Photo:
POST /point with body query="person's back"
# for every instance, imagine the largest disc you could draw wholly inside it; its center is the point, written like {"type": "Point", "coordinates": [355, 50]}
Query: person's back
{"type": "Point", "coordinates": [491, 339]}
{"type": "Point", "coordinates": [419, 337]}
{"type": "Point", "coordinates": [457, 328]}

• • • • •

Task: Extract every line from the items above that contains the word "person". The match is case-sensitive.

Answer to this exercise:
POST /point with body query="person's back"
Query: person's back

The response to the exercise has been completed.